Keeping Your Distance: How Narrative Distance Works in Your Novel

By Janice Hardy, @Janice_Hardy

The narrative distance in a novel has more impact on it than you might think. Especially when it comes to point of view.

Over the years, I've critiqued a lot of manuscripts, and a common area writers stumble over is narrative distance. They're not always sure what it is, how to use it, or how it affects their point of view.
Narrative distance is that feeling of closeness (or lack thereof) between the reader and the characters. It's what makes the point of view feel close or distant.

There's no "right" narrative distance. It's up to the writer to decide where they want the reader to be, but it's easy to fall into a "limbo narrative" where it isn't clear where--or even who--the narrator is. When this happens, we often slip into telling or too much filtering and readers feel disconnected from the characters and the story.

The wrong narrative distance can push readers away or bring them in way too close. You might be inadvertently shoving readers around by using a narrative distance that isn't right for your story, or one that's inconsistent with your point of view.

Here are some things to consider about your novel's narrative distance:

How do you write your stage direction and action?


This is often where you feel how close or far the narrator is, because actions usually have motive attached to them. Characters moving around and doing things for reasons. Sometimes they state those reasons outright, other times they're implied, and sometimes, the author explains them.

In a close narrative distance, we'd show the action and let readers figure out the character's motivations by observing what that character says and does. A farther narrative distance might explain those motivations. 

This is what makes a deep point of view feel close and an omniscient point of view feel more distant or detached. It's how close readers are to that character's thoughts and feelings. For example:

Close Narrative Distance:
The zombie lunged through the open window. Oh crap! Bob grabbed the shogun and pulled the trigger.

Jane bit back a frustrated scream. There was never a shotgun around when you needed it. She spotted an ax hanging behind the bar. That'll do. 
This shows what the characters are doing and thinking from inside their heads. There aren't any tags such as "he thought" or words that imply motive to their actions. They just do them.

Far Narrative Distance:
Bob reached for the shogun to blow the zombie's head off. Oh crap! he thought, and pulled the trigger.

Jane realized there was never a shotgun around when you needed it. She ran for the ax hanging behind the bar instead. 
This shows what's going on from a few steps farther back. We don't feel inside the character's heads, even though we do see their thoughts and actions.

The farther the narrative distance, the more likely it is you'll find words such as to and for that imply motive. The author is telling the tale and explaining they why and how.
- - - - -
→ Given problem A:
Duplicate a section of the article on narrative distance word for word, beginning at the words "This is what" and stopping after "the bar instead.".

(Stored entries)
- - - - -
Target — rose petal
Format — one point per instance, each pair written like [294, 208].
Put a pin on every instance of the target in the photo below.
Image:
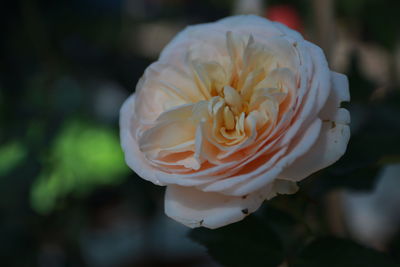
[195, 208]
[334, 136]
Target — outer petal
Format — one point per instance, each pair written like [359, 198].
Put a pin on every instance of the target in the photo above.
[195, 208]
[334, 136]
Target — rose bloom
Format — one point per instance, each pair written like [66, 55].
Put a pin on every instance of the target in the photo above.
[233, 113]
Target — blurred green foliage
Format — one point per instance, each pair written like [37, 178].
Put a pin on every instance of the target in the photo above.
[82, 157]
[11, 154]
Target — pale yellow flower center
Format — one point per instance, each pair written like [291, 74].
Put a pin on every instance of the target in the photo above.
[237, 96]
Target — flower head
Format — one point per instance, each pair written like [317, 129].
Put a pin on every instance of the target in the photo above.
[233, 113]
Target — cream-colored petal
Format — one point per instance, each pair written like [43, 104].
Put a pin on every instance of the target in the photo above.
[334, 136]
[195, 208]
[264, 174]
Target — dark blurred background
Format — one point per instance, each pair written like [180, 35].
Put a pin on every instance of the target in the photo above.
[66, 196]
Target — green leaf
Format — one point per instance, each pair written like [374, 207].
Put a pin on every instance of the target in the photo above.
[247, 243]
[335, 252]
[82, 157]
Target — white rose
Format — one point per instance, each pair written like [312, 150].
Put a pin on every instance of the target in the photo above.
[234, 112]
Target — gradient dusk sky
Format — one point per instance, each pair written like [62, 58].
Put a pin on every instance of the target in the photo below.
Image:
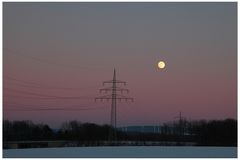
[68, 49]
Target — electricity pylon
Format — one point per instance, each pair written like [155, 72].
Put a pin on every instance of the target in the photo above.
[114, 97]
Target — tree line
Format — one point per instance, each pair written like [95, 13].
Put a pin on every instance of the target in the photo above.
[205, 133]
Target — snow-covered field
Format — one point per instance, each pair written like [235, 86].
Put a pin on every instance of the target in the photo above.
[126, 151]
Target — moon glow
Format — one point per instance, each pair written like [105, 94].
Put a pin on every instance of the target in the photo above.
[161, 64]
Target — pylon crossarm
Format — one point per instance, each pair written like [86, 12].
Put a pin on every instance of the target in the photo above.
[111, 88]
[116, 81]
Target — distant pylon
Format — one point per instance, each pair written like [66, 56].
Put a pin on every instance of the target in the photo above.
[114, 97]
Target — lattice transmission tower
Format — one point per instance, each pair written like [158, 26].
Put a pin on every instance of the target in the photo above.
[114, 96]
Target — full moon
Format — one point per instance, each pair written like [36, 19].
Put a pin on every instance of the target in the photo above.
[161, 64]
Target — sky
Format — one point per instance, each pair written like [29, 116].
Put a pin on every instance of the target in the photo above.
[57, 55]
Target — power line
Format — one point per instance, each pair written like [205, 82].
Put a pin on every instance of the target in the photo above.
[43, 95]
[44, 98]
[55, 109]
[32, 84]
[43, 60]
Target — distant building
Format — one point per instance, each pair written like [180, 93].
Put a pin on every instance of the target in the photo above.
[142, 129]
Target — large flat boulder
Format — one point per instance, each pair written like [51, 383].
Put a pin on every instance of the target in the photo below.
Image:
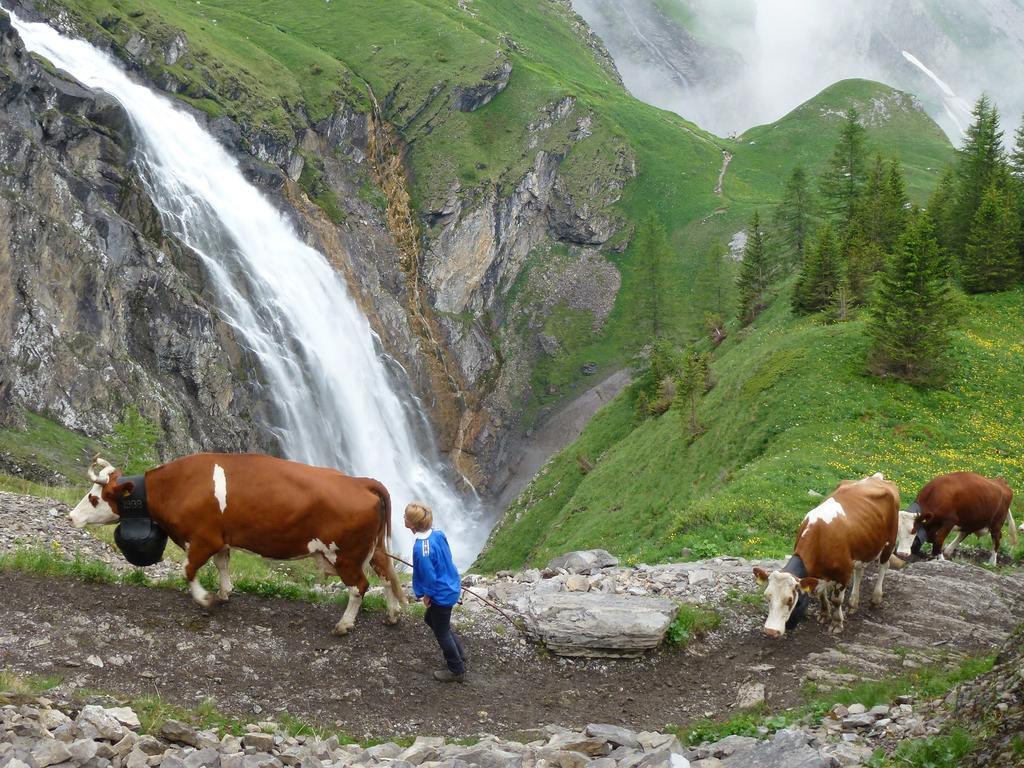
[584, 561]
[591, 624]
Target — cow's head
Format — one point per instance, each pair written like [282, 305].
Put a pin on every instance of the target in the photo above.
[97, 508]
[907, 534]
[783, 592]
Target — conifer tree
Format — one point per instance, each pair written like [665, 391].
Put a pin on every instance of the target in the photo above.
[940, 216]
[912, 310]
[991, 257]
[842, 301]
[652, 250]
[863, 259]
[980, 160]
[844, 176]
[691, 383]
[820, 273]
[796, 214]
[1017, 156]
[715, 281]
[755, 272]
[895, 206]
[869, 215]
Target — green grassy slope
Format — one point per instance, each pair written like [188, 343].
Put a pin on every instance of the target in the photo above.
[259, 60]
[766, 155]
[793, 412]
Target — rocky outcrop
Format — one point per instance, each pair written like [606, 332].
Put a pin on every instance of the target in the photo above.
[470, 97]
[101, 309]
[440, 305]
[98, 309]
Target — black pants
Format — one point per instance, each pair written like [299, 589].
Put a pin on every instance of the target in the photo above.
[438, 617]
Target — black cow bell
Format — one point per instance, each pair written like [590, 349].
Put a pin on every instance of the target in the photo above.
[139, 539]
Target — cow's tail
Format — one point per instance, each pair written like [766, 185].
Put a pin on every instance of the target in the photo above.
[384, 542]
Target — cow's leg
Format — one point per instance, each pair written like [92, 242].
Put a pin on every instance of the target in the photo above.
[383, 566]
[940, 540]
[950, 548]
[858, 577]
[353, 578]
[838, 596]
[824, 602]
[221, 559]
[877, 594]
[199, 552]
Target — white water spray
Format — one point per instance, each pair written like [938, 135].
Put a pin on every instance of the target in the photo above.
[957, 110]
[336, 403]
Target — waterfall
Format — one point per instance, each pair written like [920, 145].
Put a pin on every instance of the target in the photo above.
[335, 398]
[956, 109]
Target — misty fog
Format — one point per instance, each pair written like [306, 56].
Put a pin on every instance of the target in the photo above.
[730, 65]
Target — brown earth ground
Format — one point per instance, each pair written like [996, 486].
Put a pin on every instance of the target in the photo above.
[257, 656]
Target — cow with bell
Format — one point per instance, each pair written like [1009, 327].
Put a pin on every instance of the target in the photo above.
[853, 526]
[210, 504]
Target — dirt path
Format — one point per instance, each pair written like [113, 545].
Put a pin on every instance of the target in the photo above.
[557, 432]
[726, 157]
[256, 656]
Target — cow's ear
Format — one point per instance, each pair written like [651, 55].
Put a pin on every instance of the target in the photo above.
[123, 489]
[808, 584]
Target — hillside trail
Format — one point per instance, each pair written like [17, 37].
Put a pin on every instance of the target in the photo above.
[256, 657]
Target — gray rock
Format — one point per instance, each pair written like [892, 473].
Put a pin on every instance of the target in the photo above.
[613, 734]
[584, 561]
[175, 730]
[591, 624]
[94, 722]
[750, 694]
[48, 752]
- - - - -
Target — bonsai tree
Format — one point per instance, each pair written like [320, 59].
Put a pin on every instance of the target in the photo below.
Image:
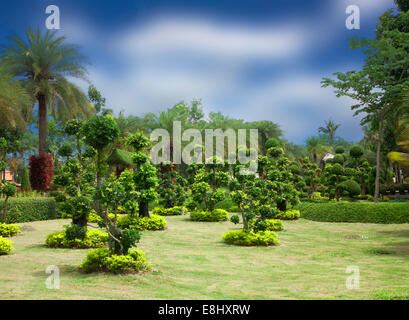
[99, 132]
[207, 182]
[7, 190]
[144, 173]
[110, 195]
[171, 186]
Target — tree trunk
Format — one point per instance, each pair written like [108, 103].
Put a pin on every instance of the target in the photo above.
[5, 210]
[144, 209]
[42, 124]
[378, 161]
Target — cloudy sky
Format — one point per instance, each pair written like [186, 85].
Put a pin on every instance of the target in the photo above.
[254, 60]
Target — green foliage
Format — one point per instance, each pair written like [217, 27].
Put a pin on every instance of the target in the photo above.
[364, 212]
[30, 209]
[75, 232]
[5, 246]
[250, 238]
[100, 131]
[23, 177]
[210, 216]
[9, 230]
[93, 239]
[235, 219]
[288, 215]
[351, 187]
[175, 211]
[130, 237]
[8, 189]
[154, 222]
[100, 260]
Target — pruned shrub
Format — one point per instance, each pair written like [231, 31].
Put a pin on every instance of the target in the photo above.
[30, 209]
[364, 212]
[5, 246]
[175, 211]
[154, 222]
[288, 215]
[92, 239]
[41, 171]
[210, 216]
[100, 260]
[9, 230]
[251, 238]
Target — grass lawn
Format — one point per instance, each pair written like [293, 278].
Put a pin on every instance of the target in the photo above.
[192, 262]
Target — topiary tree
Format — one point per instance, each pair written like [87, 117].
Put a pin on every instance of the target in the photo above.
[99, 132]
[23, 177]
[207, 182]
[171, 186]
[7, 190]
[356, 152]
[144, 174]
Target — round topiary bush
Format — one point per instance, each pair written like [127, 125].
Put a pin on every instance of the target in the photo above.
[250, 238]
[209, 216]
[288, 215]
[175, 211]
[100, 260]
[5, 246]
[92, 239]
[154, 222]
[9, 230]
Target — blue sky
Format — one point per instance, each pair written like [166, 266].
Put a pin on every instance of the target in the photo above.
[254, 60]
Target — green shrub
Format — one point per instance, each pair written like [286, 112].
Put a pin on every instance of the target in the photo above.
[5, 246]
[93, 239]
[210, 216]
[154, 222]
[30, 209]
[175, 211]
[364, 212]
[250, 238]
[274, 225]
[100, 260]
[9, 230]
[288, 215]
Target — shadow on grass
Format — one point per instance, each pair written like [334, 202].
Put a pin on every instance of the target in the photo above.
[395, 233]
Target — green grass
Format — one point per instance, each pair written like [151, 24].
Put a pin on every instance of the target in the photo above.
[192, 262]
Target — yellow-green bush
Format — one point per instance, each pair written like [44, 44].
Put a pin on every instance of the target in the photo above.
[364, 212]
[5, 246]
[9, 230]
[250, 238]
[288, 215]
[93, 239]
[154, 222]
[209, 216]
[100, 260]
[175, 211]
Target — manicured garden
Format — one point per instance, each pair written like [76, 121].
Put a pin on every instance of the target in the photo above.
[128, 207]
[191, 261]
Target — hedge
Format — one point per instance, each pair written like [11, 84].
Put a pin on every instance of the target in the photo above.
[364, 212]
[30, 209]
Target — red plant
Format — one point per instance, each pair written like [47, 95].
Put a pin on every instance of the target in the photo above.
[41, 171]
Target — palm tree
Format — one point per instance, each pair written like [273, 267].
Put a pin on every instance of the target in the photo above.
- - - - -
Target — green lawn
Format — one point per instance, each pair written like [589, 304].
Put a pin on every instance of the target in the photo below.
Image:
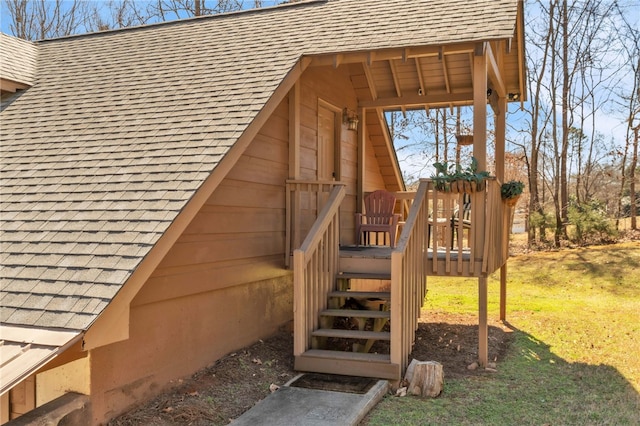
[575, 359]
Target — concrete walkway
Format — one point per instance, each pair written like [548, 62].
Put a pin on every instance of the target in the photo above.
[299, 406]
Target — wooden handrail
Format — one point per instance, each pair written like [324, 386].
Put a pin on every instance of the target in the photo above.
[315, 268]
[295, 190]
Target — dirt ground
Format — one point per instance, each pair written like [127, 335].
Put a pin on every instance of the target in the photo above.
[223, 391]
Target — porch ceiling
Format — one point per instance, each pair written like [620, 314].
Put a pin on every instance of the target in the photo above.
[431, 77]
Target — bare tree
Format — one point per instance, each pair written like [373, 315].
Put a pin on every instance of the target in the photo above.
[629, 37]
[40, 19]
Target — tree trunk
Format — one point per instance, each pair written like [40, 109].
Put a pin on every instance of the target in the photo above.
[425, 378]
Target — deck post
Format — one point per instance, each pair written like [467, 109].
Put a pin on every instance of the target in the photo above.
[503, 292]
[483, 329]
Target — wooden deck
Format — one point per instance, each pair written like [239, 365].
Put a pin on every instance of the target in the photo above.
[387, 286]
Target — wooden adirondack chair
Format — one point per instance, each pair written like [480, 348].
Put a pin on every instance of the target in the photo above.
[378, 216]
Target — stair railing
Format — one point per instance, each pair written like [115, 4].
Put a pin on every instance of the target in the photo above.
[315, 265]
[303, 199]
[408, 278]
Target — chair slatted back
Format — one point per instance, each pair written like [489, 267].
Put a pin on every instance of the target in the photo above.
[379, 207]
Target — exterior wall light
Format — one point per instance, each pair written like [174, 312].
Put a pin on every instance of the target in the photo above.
- - - - -
→ Given problem B:
Pull out each line of the records that contains the string "chair".

→ Full solution A:
This is what makes a deep point of view feel close and an omniscient point of view feel more distant or detached. It's how close readers are to that character's thoughts and feelings. For example:

Close Narrative Distance:
The zombie lunged through the open window. Oh crap! Bob grabbed the shogun and pulled the trigger.

Jane bit back a frustrated scream. There was never a shotgun around when you needed it. She spotted an ax hanging behind the bar. That'll do. 
This shows what the characters are doing and thinking from inside their heads. There aren't any tags such as "he thought" or words that imply motive to their actions. They just do them.

Far Narrative Distance:
Bob reached for the shogun to blow the zombie's head off. Oh crap! he thought, and pulled the trigger.

Jane realized there was never a shotgun around when you needed it. She ran for the ax hanging behind the bar instead.

→ Full solution B:
Target — wooden adirondack chair
Target — chair slatted back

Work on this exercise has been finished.